WHAT YOU WILL DO ::
When you find the word "shoe" in a line of the entries, please copy the whole line.
··· INPUT FOR THIS TASK
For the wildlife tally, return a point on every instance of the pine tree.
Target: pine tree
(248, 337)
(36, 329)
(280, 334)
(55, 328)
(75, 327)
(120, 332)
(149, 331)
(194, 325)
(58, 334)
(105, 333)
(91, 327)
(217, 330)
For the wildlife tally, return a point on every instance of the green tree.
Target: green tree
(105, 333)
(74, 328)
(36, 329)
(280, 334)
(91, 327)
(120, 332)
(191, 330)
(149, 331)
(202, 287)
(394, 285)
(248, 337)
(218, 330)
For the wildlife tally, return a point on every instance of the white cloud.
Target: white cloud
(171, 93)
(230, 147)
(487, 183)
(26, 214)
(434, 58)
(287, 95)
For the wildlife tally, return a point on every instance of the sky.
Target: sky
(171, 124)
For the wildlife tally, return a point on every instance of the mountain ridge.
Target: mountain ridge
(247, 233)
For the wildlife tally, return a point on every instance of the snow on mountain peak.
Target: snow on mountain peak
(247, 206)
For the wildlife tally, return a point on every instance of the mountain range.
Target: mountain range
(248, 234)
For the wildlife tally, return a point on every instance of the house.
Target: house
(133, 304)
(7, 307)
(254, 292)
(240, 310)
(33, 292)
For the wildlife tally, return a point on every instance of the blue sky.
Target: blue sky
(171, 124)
······
··· INPUT FOR THIS TASK
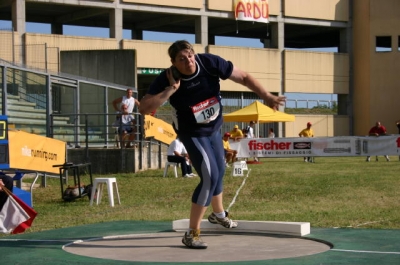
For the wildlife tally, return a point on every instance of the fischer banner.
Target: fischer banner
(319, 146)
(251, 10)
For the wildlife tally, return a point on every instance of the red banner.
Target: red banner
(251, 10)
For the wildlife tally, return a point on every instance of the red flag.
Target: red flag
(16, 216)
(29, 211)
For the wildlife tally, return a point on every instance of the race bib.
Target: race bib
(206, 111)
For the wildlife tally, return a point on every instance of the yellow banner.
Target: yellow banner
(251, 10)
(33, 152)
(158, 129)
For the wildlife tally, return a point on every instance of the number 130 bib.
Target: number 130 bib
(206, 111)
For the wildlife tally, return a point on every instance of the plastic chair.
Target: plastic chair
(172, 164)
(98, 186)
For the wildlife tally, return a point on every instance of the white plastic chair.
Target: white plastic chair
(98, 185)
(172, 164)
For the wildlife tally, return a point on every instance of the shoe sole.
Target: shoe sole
······
EXPECTED OUTPUT ::
For the wildlife tally, return a point on every instance of the shoe sole.
Target: shoe sole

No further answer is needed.